┌─ Data for the task

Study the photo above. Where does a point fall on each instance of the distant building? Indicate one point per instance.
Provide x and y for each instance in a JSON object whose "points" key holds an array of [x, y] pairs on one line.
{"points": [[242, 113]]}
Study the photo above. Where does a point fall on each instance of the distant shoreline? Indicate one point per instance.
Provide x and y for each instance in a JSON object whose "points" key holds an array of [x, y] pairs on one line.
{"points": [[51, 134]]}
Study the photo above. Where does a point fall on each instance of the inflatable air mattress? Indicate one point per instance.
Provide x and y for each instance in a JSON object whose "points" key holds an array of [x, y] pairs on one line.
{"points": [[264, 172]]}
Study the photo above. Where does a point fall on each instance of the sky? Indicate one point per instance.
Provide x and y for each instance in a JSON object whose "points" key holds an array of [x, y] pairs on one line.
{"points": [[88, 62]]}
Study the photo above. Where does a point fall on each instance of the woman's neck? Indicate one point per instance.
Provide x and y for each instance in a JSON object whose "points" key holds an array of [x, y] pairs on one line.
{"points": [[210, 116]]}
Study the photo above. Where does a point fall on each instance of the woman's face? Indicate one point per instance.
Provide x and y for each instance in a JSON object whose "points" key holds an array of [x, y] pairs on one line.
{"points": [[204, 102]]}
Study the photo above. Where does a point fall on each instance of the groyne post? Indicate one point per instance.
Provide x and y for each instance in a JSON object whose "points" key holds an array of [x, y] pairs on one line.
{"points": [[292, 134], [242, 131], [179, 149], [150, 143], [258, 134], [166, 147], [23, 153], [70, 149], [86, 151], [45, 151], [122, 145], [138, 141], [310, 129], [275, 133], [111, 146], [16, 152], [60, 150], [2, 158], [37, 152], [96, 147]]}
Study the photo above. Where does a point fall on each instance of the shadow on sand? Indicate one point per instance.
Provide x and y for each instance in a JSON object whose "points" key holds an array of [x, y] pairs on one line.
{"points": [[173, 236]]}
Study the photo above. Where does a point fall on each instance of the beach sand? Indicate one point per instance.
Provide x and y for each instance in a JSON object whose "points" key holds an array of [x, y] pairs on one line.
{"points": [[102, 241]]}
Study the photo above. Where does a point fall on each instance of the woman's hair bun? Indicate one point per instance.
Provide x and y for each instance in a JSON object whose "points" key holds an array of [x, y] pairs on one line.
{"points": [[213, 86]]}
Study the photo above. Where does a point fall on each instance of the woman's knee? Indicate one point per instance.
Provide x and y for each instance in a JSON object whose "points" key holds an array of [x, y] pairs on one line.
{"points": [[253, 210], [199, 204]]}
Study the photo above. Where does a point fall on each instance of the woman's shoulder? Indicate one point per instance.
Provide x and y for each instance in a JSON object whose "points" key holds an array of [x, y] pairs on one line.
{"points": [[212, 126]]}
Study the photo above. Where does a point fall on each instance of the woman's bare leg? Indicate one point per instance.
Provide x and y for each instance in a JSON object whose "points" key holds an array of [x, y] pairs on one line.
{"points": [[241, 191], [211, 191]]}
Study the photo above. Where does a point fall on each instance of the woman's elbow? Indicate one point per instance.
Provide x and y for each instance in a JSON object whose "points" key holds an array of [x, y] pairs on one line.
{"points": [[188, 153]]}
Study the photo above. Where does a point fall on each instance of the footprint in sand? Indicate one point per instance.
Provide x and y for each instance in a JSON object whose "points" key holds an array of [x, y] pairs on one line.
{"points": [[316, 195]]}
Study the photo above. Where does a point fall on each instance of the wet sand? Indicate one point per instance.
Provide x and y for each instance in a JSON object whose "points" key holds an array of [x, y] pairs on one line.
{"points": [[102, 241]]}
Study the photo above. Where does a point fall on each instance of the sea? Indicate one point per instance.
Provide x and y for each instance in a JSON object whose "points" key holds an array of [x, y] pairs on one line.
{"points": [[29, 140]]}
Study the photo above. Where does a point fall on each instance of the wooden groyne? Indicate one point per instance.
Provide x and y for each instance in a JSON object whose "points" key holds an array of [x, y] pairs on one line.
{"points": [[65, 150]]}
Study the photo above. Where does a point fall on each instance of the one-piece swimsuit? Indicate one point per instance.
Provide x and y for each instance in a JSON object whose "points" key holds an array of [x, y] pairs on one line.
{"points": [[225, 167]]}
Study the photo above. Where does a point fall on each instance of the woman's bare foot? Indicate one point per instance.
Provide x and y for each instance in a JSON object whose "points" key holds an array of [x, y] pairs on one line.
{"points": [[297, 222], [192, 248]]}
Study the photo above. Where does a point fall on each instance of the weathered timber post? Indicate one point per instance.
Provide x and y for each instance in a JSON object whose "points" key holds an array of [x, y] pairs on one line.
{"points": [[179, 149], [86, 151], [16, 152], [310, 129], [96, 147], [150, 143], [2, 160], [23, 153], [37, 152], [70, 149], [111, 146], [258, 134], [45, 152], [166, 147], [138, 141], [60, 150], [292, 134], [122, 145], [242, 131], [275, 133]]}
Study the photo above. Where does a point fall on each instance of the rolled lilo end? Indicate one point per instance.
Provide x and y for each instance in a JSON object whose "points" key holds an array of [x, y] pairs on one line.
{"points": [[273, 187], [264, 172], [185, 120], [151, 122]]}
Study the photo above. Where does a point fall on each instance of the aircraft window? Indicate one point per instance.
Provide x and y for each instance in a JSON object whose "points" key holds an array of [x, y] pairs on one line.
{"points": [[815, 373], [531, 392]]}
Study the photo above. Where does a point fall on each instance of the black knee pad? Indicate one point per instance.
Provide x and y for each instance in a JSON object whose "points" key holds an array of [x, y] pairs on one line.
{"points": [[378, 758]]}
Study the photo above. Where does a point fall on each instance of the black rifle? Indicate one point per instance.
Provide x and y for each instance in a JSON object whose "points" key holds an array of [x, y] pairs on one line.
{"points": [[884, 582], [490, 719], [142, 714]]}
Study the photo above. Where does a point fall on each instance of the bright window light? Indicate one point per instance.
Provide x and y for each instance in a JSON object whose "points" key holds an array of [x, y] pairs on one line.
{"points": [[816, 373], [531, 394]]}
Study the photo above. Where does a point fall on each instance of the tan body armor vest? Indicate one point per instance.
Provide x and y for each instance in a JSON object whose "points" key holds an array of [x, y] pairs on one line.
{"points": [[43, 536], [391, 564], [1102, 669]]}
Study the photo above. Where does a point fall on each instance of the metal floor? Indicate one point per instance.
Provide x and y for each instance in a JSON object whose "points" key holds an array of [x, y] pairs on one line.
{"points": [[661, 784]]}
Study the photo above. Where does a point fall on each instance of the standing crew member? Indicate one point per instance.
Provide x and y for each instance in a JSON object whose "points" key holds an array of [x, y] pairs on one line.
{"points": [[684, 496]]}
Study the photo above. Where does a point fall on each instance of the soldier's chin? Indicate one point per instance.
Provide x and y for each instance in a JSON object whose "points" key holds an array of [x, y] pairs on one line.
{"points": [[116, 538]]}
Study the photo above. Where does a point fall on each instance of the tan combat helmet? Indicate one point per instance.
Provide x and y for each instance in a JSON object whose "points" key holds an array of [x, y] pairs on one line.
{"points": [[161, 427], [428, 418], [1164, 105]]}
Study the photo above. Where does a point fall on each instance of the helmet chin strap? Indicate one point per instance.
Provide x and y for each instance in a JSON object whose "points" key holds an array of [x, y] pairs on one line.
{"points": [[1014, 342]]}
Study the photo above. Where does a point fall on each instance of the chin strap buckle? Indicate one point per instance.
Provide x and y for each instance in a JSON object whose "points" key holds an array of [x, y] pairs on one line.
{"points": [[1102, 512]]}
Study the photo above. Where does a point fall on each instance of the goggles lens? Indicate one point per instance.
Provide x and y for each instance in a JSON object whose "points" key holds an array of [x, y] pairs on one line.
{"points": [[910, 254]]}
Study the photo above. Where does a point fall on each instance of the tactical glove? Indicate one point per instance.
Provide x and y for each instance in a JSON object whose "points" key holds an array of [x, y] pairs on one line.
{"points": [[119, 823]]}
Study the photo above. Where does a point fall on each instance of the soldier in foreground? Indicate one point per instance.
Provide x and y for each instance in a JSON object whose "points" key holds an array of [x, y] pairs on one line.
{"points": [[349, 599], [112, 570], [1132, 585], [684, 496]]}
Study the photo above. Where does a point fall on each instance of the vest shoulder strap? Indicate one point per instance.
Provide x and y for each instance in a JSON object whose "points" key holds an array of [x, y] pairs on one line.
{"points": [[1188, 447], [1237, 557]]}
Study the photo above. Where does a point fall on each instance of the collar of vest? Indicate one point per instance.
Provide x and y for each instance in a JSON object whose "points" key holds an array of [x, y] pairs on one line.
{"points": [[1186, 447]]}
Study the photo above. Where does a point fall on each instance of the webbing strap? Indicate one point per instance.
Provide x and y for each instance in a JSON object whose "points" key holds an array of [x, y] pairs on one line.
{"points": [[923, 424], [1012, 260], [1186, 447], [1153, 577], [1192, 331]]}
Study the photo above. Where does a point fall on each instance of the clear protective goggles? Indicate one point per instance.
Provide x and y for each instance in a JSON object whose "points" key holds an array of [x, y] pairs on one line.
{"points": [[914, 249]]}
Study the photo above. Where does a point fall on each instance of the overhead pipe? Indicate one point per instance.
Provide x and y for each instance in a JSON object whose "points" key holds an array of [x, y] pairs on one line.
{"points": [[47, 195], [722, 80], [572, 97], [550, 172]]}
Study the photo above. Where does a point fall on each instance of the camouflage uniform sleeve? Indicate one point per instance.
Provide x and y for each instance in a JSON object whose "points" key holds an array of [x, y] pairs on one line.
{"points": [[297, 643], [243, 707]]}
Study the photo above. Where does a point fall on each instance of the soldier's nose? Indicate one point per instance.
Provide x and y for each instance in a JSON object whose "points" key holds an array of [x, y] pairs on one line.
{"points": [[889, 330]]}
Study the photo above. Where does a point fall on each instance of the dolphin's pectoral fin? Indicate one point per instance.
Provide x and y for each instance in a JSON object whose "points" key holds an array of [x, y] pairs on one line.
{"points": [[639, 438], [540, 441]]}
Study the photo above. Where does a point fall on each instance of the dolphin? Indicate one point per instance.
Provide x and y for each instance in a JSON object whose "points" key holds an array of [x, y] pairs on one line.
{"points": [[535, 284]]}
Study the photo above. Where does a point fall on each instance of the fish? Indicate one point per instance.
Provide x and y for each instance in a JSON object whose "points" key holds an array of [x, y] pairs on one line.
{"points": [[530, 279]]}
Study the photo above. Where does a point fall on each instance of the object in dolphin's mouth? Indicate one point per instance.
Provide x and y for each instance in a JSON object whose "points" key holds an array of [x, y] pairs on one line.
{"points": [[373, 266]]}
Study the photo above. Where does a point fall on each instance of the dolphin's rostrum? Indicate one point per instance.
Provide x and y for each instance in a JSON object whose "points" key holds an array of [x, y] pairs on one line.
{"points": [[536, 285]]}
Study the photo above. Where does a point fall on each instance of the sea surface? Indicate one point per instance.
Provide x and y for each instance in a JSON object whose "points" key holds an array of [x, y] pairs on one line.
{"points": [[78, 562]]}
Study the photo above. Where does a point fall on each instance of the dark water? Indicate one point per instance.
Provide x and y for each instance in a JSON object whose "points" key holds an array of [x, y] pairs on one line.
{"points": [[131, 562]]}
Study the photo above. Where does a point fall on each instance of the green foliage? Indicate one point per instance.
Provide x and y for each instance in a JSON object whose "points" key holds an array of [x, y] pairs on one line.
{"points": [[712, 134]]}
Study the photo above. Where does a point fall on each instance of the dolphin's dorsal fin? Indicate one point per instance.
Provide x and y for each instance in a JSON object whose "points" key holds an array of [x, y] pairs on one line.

└─

◆ **Prompt**:
Write down exactly the span of lines above from the one containing "of vest? Indicate one point per instance." to the one containing "webbing strap? Indicate one point per instance.", both ends included.

◆ **Written answer**:
Study the photo above. Where does a point fall on each instance of the collar of vest? Indicate one point per instance.
Provide x and y for each instance in a JSON object whose "points" key holds an array of [x, y] pairs on one line.
{"points": [[1186, 447]]}
Study the photo above. Where does a point fall on each instance of the webbing strap? Indicate one point per instance.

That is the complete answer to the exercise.